§ What the exercise asks
What is needed is an exact copy of the entries below, from the line that contains "Kindly segment every instance of the wet" through the final line, both included, and nothing else.

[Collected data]
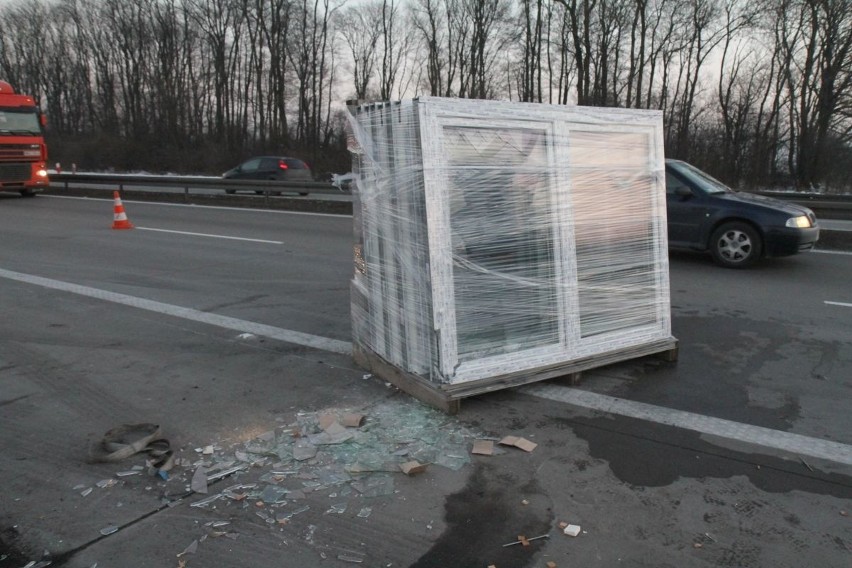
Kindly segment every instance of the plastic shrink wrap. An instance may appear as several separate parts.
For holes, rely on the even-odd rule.
[[[671,346],[660,112],[349,110],[356,351],[446,386]]]

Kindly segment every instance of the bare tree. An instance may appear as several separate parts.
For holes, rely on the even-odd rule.
[[[352,57],[352,81],[356,99],[367,99],[376,68],[376,46],[382,37],[384,1],[349,6],[338,12],[340,34]]]
[[[825,176],[829,141],[849,143],[852,133],[852,4],[781,0],[776,15],[790,96],[790,171],[812,187]]]
[[[270,144],[287,147],[290,144],[287,97],[291,70],[288,37],[294,7],[291,0],[265,0],[258,11],[260,25],[269,50],[269,78],[267,81],[267,116]]]
[[[0,68],[16,89],[39,98],[46,62],[41,30],[49,25],[47,8],[38,0],[8,6],[0,18]]]
[[[328,68],[330,20],[329,0],[302,0],[291,27],[290,62],[298,79],[296,136],[314,148],[323,138],[323,120],[328,115],[325,82]]]
[[[194,24],[206,42],[207,62],[212,66],[209,79],[211,92],[203,96],[214,138],[236,148],[234,130],[235,99],[238,87],[236,70],[239,65],[242,40],[242,19],[245,11],[239,0],[185,0]],[[212,97],[212,101],[210,98]],[[212,107],[212,112],[209,110]]]
[[[412,28],[397,0],[382,0],[382,52],[379,64],[379,98],[390,100],[394,87],[405,74],[405,64],[413,43]]]
[[[458,0],[413,2],[412,22],[426,50],[425,88],[430,95],[452,96],[458,73]]]
[[[544,24],[548,14],[543,0],[521,0],[521,61],[518,73],[518,97],[522,101],[542,102],[542,51]]]

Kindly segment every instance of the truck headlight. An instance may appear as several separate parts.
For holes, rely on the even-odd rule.
[[[787,226],[794,229],[810,229],[813,225],[811,225],[811,220],[806,215],[799,215],[798,217],[787,219]]]

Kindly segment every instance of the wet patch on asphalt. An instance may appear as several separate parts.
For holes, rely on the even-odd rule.
[[[20,535],[14,526],[0,526],[0,566],[24,566],[31,558],[21,550]]]
[[[550,500],[534,478],[519,479],[490,464],[478,464],[464,489],[446,497],[444,510],[446,531],[412,568],[532,566],[536,542],[503,545],[518,535],[548,534],[553,526]]]
[[[642,359],[624,365],[629,380],[607,394],[726,420],[789,430],[799,401],[755,397],[761,370],[783,362],[791,341],[783,325],[729,316],[680,317],[677,363]],[[637,364],[639,363],[639,364]]]
[[[661,487],[680,478],[745,476],[769,493],[798,490],[852,499],[852,477],[811,471],[804,462],[728,450],[701,435],[633,418],[554,418],[589,445],[589,454],[606,461],[619,480]]]

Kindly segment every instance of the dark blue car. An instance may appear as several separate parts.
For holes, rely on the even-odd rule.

§ Answer to the exercise
Kindly segment every instance of the wet patch on asphalt. An instance may appear as several separate parts.
For holes, rely on the even-odd rule.
[[[20,535],[14,526],[0,526],[0,566],[24,566],[31,558],[21,550]]]
[[[550,500],[534,478],[519,479],[490,464],[478,464],[464,489],[446,497],[444,510],[446,531],[412,568],[532,566],[536,542],[503,545],[518,535],[548,534],[553,526]]]
[[[642,359],[624,365],[629,380],[607,394],[726,420],[789,430],[799,401],[755,397],[761,370],[783,362],[791,341],[783,325],[729,316],[680,317],[677,363]],[[637,364],[639,363],[639,364]]]
[[[661,487],[680,478],[745,476],[769,493],[798,490],[852,499],[852,477],[811,471],[804,462],[728,450],[701,435],[633,418],[554,418],[589,445],[589,454],[606,461],[619,480]]]

Kindly segment every instance of the dark blue car. An instance may appear as several separate parts.
For holes, rely on the even-odd rule.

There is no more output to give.